**SOURCE TEXT**

Alannah's Breakfast Kafé

Another Breakfast Gem

On a whim, I went to Alannah's Breakfast Kafé (formerly Cafe Napoleon) to check out something that I've heard about. According to some, the cafe serves some of the best catfish in Downtown Memphis. That's a heady claim, considering the competition from places like The Little Tea Shop, Blues City Cafe and Kooky Canuck (it's much more than a burger joint). I wanted to see for myself if the catfish was as good as the hype.
My entrée of choice was the Catfish & Grits with scrambled eggs and wheat toast. Eating catfish for breakfast seems somewhat unusual, but I'll try anything at least once. It isn't more ridiculous than chicken and waffles, a dish that is seemingly on the menus of most diners in the nation. Although I will never fully embrace the concept of either chicken or catfish for breakfast, what I had at Alannah's made a good impression on me.


The foundation of this entrée is the catfish. What I like about it is the seasoning, which has a strong presence of cayenne and black pepper that isn't too spicy despite being very flavorful. The catfish itself is tender to the point that it melts in your mouth, combined with perfectly fried cornmeal breading makes for something very delicious.
As part of my breakfast, the catfish went well with both grits and scrambled eggs. Speaking of the grits, they are swimming in butter (or margarine) so those with heart problems should take note. As a person who loves mixing butter and seafood, the catfish and grits completely hit the spot. The eggs are a bit bland, but I consider it a good thing because I don't want it conflicting with the catfish. To make a long story short, Alannah's Catfish & Grits is great and worthy of its praises.

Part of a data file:
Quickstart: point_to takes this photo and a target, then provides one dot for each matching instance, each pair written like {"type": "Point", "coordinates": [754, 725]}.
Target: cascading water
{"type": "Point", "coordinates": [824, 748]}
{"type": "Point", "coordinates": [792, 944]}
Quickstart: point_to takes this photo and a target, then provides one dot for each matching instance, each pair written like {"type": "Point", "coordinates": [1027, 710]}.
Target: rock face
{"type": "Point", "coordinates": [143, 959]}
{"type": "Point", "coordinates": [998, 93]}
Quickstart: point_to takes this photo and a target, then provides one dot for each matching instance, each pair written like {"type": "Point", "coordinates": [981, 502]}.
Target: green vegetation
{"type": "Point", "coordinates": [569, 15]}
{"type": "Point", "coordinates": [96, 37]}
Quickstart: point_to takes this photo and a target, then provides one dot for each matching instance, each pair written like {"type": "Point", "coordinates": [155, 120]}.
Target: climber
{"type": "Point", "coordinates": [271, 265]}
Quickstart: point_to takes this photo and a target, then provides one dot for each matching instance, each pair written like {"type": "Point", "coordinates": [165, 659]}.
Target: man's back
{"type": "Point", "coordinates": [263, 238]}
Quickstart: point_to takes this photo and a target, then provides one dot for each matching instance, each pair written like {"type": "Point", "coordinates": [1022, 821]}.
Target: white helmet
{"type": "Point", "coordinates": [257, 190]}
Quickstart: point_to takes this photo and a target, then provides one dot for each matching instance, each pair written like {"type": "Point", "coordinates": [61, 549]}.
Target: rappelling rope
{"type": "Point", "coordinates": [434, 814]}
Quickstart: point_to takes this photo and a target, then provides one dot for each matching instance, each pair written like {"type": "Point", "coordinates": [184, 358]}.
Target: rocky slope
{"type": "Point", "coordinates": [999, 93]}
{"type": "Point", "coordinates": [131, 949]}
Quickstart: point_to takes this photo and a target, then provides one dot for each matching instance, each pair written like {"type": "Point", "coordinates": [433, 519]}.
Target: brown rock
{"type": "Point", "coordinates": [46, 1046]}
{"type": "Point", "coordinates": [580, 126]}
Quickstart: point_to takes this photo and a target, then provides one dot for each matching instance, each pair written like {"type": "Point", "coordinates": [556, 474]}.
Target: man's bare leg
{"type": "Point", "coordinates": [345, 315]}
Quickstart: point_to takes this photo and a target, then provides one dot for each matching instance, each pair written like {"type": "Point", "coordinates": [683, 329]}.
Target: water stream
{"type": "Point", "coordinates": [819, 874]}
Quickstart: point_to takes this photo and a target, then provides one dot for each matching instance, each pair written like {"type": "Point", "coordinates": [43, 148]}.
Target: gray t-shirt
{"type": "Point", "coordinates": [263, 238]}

**GIVEN TASK**
Write out the passage of the restaurant review from "The foundation of" up to and including "of its praises.", copied word for word.

**SOLUTION BELOW**
The foundation of this entrée is the catfish. What I like about it is the seasoning, which has a strong presence of cayenne and black pepper that isn't too spicy despite being very flavorful. The catfish itself is tender to the point that it melts in your mouth, combined with perfectly fried cornmeal breading makes for something very delicious.
As part of my breakfast, the catfish went well with both grits and scrambled eggs. Speaking of the grits, they are swimming in butter (or margarine) so those with heart problems should take note. As a person who loves mixing butter and seafood, the catfish and grits completely hit the spot. The eggs are a bit bland, but I consider it a good thing because I don't want it conflicting with the catfish. To make a long story short, Alannah's Catfish & Grits is great and worthy of its praises.